▶ [CONSEGNE SCRITTE]
1. Traduci in inglese questa frase del brano su Mozart e l'opera lirica: "Lo stesso Metastasio, nelle sue lettere, si era lamentato che i compositori che musicavano i suoi libretti pensavano ad accompagnare il canto, ma non ponevano in musica quelle sensazioni espresse nel testo."
2. Secondo il brano su Mozart e l'opera lirica, quante opere liriche compose Mozart?
3. Prosegui il brano su Mozart e l'opera lirica a partire dall'ultima frase riportata.

▶ [BRANO]
++++++++++++++++++++
5 Ascolti per incontrare Mozart (all’opera)
di Lorenzo Papacci - 7 Maggio 2016
E’ risaputo che Mozart fu un genio precocissimo, inestimabile dall’enorme produttività; il catalogo delle sue opere viene superato solo da quello delle opere di Telemann, complice il fatto che questo morì a 86 anni mentre il genio salisburghese morì giovane a 35 anni. Il Grove Dictionary lo definisce come :“il compositore più universale della storia della musica”, questo perché compose per tutti i generi musicali allora esistenti, dalla musica strumentale a quella sacra, al lied e naturalmente non poteva mancare l’opera lirica.
Mozart infatti, compose 23 opere liriche, sia in lingua tedesca che in italiano, come era già avvenuto per gli altri generi cominciò prestissimo. Già a 11 anni, nel 1767, compose “Die Schuldigkeit des ersten Gebots” (“L’obbligo del primo comandamento”), un singspiel sacro del quale gli fu commissionata la prima parte dall’Arcivescovo di Salisburgo in collaborazione con altri due compositori. Nello stesso anno, per l’università dei benedettini, compose “Apollo et Hyacinthus”, un intermezzo per l’opera “La clemenza di Creso” di Rufinus Widl, e in realtà questa è la prima vera opera dell’autore essendoci la sua sola firma. Questa precocità può stupire, ma la grandiosità della produzione di questo autore è data soprattutto dalle grandi innovazioni che portò nel dramma per musica, specialmente nelle sue ultime opere, piuttosto che da fatti anagrafici.
Infatti, parliamo di un rinnovamento della drammaturgia musicale notevole, sia dal punto di vista musicale che da quello della caratterizzazione dei personaggi. La musica nelle opere di Mozart non è solo un elemento di accompagnamento e di ornamento del testo e del virtuosismo dei cantanti, ma svolge una funzione narrativa importantissima che nell’opera di epoca metastasiana, che lo aveva preceduto, era molto oscurata mentre egli la rende sempre veicolo di senso. Lo stesso Metastasio, nelle sue lettere, si era lamentato che i compositori che musicavano i suoi libretti pensavano ad accompagnare il canto, ma non ponevano in musica quelle sensazioni espresse nel testo. Mozart invece narra attraverso la musica di pari passo al testo, lo amplifica e lo approfondisce facendoci anche andare al di là di quello che vediamo semplicemente sulla scena, la bellezza della sua musica è che essa parla e a volte comunica più delle parole.
++++++++++++++++++++
▶ [VOCI DEL DATASET]
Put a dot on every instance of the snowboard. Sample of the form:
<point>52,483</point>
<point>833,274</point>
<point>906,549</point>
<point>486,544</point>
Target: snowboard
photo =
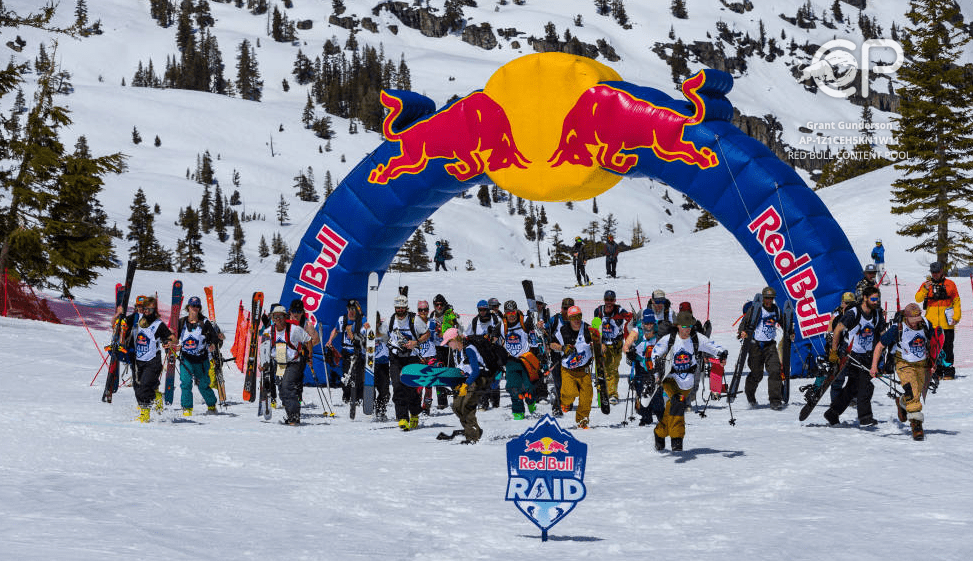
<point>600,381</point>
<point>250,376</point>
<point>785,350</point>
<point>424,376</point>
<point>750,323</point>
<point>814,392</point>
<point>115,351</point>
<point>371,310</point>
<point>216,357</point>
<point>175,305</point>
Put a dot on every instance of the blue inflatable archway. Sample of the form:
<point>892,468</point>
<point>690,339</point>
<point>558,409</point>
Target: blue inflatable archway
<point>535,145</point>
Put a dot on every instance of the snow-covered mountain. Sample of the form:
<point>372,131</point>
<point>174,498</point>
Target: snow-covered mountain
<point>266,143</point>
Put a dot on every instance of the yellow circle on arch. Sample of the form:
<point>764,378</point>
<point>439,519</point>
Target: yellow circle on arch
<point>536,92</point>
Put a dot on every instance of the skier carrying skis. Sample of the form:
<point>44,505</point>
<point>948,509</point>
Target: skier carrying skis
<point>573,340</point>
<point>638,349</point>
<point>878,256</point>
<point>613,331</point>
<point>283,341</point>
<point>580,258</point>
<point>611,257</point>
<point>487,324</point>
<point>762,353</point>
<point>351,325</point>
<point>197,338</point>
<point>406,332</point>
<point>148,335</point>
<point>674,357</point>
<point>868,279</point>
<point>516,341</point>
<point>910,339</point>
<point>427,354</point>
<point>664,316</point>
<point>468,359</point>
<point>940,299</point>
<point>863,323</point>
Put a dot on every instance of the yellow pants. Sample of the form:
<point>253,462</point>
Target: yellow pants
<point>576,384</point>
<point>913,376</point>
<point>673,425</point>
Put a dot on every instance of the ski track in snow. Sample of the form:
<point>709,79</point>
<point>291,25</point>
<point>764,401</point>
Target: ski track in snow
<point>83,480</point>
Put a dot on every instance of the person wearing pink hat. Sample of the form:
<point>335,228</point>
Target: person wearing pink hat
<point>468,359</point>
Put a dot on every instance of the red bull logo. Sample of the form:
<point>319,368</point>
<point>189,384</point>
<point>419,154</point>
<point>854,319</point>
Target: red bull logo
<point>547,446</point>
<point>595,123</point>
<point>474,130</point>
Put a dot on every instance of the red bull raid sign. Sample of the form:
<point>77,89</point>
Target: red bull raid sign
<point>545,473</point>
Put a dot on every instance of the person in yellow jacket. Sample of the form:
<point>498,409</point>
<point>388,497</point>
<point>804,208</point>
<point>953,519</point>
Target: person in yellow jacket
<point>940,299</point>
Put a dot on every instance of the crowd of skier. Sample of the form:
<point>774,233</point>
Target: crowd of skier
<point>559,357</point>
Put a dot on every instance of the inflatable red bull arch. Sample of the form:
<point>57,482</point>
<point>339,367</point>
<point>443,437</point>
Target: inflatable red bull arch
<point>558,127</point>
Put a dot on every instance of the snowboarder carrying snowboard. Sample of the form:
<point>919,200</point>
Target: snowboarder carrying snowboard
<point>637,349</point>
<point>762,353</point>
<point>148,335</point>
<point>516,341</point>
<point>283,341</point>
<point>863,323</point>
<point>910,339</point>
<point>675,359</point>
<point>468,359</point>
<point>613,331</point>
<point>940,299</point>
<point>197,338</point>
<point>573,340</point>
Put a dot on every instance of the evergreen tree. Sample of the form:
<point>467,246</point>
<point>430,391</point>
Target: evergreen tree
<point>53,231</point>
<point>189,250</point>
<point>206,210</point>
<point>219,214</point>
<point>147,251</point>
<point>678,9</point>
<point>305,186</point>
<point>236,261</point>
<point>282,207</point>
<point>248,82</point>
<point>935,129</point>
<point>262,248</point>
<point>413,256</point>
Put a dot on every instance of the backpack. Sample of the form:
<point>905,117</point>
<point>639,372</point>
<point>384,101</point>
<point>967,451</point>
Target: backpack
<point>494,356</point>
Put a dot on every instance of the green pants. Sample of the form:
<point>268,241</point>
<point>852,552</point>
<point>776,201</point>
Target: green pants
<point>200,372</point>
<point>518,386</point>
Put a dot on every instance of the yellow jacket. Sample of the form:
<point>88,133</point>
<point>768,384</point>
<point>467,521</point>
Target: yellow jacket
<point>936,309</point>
++++++++++++++++++++
▶ [RISULTATI PER CONSEGNA]
1. Metastasio himself, in his letters, had complained that the composers who set his librettos to music thought about accompanying the singing but did not put into music the feelings expressed in the text.

2. 23 opere liriche, in tedesco e in italiano.

3.
Le altre grandi innovazioni sono sul piano della storia, che diventa unitaria e non più segmentata com’era prima nell’opera, e sul piano dei personaggi, egli lavorò insieme con i suoi librettisti, per far sì che questi tendessero maggiormente al realismo,creando così i primi personaggi veramente moderni che non fossero più statici, ma soggetti a cambiamenti emotivi e quindi non più l’espressione astratta di un singolo sentimento, dal quale erano “affetti” secondo l’ottica cartesiana. Nel “Flauto Magico”, ad esempio, assistiamo al percorso di purificazione e cambiamento che affrontano Tamino e Papageno per liberare Pamina, diventando così uomini saggi che hanno finalmente la visione del reale. Ma il primo, più emblematico e stravolgente caso è quello di Donna Elvira nel “Don Giovanni”: questa è una donna tradita da Don Giovanni (non sappiamo bene se l’abbia proprio sposata e abbandonata) ed entra in scena cercandolo per fargliela pagare (Mozart le fa ripetere ben 13 volte: “gli vo’ cavare il cor!“), ma poi questa viene messa dal servo Leporello di fronte alla realtà di essere una tra le tante conquiste, poi si innamorerà nuovamente di lui maledicendo il suo “ingiusto core” e quando verrà tradita nuovamente, e questo è il culmine della novità di questo personaggio, invece di raddoppiare la sua furia capisce di avere a che fare con un essere diabolico che è l’incarnazione del male e così si veste di pietà cristiana e prova a redimerlo. E’ evidente che ci troviamo in una situazione molto diversa rispetto a personaggi che portano avanti un solo carattere dall’inizio alla fine di un’opera e questo farà sì che nell’opera di fine ‘700 (e nella musica in genere) si parli di “età mozartiana”.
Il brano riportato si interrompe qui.